-- begin Extracted entries --
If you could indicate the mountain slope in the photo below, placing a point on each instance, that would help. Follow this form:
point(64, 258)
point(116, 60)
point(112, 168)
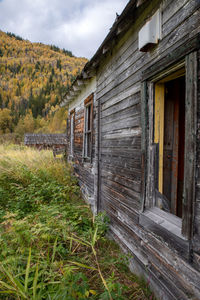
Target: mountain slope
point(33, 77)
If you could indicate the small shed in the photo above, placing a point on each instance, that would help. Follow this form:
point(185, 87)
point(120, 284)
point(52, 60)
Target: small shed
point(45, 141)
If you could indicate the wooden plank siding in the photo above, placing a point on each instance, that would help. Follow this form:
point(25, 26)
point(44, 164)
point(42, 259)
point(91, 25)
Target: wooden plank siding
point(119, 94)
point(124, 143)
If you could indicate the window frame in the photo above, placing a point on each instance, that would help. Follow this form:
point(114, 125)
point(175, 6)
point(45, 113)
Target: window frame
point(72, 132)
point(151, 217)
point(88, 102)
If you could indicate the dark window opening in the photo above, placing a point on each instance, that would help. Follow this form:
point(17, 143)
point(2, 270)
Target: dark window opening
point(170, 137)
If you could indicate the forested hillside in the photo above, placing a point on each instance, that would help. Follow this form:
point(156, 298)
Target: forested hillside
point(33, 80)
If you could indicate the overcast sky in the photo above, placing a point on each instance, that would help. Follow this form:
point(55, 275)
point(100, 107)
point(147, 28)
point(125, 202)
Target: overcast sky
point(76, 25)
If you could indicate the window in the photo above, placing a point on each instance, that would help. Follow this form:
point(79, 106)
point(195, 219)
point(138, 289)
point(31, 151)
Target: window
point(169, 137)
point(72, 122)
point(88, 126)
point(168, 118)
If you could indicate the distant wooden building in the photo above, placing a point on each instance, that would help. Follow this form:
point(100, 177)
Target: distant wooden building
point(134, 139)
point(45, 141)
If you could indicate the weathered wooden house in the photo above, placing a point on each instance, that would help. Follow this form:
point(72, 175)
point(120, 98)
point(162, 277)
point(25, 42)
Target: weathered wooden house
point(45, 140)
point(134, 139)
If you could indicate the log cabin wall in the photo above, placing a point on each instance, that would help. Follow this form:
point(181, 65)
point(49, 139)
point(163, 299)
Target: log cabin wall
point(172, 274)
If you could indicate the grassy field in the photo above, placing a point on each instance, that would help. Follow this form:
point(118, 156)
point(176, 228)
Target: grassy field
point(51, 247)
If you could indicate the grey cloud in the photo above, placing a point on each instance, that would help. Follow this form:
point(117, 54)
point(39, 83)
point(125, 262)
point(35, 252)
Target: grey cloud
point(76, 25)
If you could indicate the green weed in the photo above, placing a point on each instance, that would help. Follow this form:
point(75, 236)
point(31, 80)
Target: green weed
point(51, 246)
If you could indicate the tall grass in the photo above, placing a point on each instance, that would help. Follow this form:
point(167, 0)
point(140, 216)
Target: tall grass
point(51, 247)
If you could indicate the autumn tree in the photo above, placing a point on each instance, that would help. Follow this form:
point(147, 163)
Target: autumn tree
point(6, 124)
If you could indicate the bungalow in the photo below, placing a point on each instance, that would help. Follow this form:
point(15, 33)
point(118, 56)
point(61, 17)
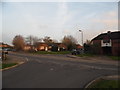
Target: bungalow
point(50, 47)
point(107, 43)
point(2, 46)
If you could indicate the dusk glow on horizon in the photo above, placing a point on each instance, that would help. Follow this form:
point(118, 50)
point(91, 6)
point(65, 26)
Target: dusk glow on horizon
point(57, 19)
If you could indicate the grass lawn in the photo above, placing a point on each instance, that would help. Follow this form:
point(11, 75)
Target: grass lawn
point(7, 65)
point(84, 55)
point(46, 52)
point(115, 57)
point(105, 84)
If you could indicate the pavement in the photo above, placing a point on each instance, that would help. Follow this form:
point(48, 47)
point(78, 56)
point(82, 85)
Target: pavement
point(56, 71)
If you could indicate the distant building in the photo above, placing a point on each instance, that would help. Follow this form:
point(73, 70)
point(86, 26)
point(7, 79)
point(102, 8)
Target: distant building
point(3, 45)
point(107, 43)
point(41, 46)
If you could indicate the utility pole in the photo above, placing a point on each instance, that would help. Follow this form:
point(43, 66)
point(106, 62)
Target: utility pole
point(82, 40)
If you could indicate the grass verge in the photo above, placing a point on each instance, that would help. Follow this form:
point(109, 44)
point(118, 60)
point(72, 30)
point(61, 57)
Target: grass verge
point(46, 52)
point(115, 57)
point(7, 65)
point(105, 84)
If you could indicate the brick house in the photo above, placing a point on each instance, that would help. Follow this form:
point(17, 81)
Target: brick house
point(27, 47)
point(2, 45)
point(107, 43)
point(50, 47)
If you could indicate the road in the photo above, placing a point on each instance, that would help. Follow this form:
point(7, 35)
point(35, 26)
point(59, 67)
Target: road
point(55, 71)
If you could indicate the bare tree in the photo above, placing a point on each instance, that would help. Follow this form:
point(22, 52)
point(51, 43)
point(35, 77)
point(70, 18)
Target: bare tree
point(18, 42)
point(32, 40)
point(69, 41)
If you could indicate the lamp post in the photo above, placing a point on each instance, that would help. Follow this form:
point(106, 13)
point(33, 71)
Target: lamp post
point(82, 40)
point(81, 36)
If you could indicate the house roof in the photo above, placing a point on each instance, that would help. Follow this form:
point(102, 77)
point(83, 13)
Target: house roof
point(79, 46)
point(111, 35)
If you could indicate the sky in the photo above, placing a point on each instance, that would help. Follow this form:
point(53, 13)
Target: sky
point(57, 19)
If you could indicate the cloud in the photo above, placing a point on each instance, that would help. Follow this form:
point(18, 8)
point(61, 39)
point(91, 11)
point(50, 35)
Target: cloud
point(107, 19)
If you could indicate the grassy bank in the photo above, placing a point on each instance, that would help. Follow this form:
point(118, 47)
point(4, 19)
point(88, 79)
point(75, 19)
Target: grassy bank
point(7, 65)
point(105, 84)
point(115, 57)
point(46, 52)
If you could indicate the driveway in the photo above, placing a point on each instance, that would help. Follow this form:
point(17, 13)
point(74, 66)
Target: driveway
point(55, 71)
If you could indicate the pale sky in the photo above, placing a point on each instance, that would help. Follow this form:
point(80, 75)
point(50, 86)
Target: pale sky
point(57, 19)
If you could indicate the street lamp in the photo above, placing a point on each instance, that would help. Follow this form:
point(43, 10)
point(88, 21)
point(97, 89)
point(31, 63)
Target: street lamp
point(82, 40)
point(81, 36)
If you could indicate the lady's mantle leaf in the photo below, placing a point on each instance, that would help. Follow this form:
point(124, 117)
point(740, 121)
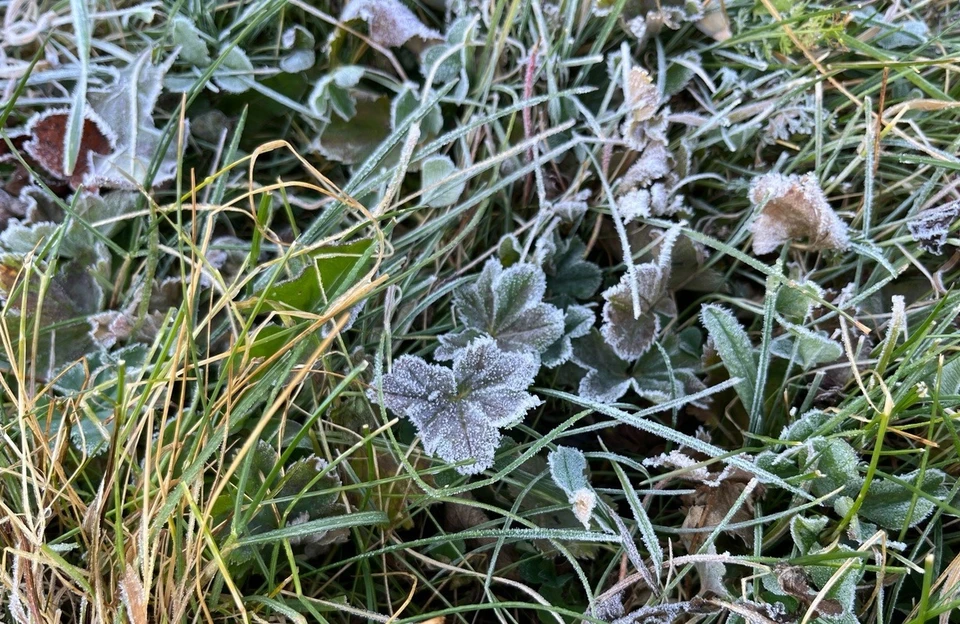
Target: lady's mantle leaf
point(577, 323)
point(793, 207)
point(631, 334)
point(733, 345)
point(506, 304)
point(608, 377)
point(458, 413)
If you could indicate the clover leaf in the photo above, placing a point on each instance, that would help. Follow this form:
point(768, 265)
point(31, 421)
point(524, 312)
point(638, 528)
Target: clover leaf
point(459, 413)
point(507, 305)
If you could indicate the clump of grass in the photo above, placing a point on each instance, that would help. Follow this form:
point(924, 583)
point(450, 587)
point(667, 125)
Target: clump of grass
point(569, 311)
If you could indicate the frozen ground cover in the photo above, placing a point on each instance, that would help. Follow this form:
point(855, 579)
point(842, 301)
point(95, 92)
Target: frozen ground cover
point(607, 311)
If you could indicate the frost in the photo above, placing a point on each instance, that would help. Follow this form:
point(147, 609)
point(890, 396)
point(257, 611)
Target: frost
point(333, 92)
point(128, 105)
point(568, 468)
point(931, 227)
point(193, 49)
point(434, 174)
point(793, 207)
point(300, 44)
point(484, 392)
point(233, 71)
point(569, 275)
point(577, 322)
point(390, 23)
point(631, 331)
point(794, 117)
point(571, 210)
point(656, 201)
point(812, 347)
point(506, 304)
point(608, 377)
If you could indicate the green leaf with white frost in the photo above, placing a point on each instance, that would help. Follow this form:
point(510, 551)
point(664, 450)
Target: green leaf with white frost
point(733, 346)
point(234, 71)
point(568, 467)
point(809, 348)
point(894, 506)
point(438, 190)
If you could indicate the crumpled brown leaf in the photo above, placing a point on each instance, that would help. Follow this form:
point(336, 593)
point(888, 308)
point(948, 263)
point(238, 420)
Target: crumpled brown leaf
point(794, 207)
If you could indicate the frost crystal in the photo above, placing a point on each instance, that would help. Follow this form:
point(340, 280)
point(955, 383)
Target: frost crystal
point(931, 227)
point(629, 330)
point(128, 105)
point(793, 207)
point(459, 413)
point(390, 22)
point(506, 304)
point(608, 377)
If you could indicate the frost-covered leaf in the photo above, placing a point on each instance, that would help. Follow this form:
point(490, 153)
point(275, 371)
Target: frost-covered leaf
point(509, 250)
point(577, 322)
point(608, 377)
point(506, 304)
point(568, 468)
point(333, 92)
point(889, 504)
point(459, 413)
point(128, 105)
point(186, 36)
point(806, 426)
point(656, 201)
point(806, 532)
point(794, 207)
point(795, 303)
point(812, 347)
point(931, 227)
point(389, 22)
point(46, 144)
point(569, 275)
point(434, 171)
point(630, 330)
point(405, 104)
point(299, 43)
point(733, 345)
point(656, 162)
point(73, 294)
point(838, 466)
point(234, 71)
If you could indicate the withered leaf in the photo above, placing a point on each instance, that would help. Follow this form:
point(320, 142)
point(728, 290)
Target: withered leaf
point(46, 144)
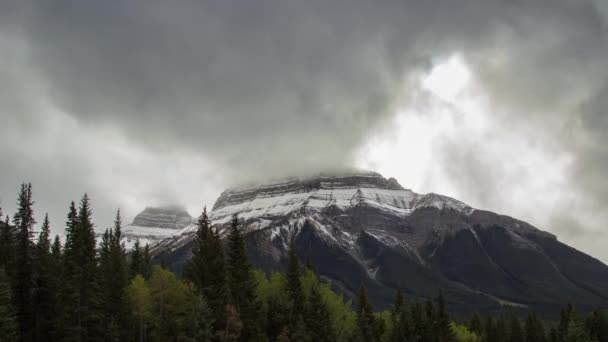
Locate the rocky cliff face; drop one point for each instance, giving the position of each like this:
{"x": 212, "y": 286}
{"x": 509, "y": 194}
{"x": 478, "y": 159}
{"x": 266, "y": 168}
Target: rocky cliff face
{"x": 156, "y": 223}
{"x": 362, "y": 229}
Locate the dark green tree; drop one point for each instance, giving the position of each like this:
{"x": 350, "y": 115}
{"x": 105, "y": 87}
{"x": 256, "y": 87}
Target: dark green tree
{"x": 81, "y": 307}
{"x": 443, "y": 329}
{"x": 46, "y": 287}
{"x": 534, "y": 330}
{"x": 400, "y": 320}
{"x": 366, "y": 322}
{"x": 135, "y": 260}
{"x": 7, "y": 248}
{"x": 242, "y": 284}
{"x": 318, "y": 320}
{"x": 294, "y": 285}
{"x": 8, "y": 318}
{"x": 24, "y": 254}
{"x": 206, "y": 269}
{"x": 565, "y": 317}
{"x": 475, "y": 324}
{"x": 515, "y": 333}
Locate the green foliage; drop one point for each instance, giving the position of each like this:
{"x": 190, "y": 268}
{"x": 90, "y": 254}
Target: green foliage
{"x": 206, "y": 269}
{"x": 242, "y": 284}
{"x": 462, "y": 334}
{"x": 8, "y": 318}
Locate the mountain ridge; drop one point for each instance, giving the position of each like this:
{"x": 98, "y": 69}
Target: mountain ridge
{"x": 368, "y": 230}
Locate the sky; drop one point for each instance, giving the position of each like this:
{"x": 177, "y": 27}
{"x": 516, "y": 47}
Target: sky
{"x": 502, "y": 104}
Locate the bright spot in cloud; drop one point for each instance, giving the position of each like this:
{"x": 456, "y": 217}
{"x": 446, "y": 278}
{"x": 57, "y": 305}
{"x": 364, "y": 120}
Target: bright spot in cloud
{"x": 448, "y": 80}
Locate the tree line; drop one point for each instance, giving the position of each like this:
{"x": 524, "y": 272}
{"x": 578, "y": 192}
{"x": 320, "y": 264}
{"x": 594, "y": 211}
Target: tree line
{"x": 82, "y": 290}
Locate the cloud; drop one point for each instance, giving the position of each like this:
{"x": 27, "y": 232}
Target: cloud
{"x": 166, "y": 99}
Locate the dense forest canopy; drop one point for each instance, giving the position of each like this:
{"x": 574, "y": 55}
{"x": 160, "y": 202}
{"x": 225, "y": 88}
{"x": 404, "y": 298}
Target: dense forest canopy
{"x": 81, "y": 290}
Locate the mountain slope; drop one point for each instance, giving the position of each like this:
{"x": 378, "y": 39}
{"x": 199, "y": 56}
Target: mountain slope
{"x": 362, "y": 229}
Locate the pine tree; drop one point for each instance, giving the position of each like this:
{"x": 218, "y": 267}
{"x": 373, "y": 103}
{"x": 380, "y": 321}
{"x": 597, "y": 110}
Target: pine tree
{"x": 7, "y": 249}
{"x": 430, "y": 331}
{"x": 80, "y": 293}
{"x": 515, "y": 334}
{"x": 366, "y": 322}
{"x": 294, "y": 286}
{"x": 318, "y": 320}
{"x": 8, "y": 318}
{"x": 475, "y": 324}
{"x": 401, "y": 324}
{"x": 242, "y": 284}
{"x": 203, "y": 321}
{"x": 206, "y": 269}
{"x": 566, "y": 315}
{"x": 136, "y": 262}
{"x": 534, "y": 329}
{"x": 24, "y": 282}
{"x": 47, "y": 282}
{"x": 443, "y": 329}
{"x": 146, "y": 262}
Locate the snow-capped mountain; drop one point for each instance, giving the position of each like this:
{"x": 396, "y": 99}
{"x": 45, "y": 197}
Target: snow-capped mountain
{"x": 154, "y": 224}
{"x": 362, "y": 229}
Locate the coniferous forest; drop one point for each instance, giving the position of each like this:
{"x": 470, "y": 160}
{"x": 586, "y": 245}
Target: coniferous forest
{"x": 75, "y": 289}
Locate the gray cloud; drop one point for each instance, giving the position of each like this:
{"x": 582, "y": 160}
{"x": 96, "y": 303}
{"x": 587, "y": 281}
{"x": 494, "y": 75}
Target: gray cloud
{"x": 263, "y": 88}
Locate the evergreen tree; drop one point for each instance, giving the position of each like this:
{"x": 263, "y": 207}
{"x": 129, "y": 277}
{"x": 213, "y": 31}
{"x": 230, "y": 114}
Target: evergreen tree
-- end Extracted entries --
**What is being asked**
Begin at the line that has "If you could indicate the sky" and stop after the line that has "point(507, 305)". Write that stretch of the material out again, swapping "Follow this form" for "Use this format" throughout, change nothing else, and leave out the pictures.

**Written solution**
If you could indicate the sky in the photo above, placing a point on each instance, that would help. Use this format:
point(53, 13)
Target: sky
point(57, 19)
If you could indicate the cloud in the photo above, placing a point on each instance, that would help. Use this format:
point(18, 8)
point(61, 39)
point(91, 11)
point(50, 35)
Target: cloud
point(107, 19)
If you could indicate the grassy bank in the photo above, placing a point on each instance, that would help. Use this format:
point(118, 47)
point(4, 19)
point(88, 79)
point(75, 19)
Target: grassy bank
point(7, 65)
point(105, 84)
point(115, 57)
point(46, 52)
If you could indicate the driveway in the photo above, placing a point on each instance, that would help. Use this format:
point(17, 13)
point(74, 66)
Target: driveway
point(55, 71)
If you could indicate the pale sky in the photo above, placing a point on each instance, that would help. Use this format:
point(80, 75)
point(50, 86)
Target: pale sky
point(57, 19)
If you could indicate the street lamp in the photo above, placing a point on each instance, that would help. Use this format:
point(43, 10)
point(88, 21)
point(97, 89)
point(31, 63)
Target: street lamp
point(82, 40)
point(81, 36)
If you could indicate the lady's mantle leaf in the photo below, placing a point on each instance, that would help. Use this format:
point(124, 117)
point(740, 121)
Target: lady's mantle leaf
point(577, 323)
point(793, 207)
point(631, 334)
point(733, 345)
point(506, 304)
point(608, 377)
point(458, 413)
If you could indicate the clover leaf in the photo above, placing a point on each instance, that would help. Use this format:
point(768, 265)
point(31, 421)
point(524, 312)
point(638, 528)
Target: clover leaf
point(459, 413)
point(507, 305)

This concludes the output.